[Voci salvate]
——

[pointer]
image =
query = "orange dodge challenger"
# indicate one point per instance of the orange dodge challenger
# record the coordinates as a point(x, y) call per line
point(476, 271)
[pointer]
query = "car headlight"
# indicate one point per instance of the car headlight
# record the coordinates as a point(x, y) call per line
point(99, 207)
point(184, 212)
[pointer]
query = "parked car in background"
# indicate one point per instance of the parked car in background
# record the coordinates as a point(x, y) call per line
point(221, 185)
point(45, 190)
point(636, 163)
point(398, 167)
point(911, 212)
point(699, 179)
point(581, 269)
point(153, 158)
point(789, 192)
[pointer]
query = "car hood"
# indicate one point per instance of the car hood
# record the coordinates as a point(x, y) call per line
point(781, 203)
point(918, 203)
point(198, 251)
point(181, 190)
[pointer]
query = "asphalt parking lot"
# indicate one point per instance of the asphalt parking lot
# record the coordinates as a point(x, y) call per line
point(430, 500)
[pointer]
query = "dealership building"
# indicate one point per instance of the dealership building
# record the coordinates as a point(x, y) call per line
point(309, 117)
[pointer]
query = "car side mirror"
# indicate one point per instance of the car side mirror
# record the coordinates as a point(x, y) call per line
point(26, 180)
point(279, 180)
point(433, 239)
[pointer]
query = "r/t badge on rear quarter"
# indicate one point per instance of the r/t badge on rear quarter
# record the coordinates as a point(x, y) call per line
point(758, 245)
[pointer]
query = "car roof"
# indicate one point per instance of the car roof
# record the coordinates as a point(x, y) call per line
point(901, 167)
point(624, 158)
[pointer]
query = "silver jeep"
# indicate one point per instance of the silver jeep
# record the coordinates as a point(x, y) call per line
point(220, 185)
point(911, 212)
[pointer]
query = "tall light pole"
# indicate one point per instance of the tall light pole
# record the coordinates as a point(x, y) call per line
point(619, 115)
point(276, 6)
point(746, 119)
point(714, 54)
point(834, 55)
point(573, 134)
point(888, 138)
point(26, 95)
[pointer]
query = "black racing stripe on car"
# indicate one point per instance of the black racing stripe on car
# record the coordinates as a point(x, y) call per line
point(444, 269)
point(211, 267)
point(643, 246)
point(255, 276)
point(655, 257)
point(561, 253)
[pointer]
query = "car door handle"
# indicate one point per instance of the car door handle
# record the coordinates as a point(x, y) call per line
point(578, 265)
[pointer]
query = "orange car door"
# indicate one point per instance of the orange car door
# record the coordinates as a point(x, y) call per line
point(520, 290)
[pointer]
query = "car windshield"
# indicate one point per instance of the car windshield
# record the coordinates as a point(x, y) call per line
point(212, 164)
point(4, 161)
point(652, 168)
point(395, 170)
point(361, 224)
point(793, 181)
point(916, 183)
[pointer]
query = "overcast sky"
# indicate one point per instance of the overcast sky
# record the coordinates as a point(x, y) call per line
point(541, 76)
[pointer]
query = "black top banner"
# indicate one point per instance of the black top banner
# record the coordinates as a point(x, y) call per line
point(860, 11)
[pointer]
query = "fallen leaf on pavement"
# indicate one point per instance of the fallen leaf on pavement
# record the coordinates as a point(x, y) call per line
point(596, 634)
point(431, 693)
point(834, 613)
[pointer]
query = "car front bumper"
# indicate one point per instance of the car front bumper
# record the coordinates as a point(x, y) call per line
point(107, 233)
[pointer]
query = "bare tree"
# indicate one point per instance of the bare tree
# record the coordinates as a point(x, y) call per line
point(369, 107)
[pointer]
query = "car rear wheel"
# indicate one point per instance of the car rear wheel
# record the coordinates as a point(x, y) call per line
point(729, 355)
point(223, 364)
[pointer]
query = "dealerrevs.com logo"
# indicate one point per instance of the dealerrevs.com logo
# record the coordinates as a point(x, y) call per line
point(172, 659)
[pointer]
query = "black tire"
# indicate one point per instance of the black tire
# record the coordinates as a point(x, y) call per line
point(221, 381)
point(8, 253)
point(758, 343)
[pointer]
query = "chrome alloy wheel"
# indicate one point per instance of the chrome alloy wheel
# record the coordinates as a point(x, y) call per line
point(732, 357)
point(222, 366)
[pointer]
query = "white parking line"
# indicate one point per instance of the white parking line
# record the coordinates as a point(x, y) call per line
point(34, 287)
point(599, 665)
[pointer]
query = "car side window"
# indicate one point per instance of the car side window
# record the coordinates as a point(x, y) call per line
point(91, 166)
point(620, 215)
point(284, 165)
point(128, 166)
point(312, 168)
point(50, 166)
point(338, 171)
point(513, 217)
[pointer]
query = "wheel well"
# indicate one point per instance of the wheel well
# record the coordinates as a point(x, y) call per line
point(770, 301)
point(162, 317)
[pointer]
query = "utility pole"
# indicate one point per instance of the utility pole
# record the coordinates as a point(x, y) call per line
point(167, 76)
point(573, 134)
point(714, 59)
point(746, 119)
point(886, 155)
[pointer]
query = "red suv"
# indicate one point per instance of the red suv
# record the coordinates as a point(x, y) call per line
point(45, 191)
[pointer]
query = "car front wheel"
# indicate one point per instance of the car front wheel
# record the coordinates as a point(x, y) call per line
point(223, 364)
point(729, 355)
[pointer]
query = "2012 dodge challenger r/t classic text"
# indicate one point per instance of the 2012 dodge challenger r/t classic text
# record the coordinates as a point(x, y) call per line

——

_COMPITO DA SVOLGERE_
Per favore, duplica le righe dei record qui sopra, dall'inizio dei record fino alla riga che contiene "point(476, 271)", inclusa.

_SOLUZIONE DEL COMPITO_
[pointer]
image =
query = "orange dodge challenger"
# indicate one point per instance of the orange dodge challenger
# record the coordinates as a point(x, y) call per line
point(476, 271)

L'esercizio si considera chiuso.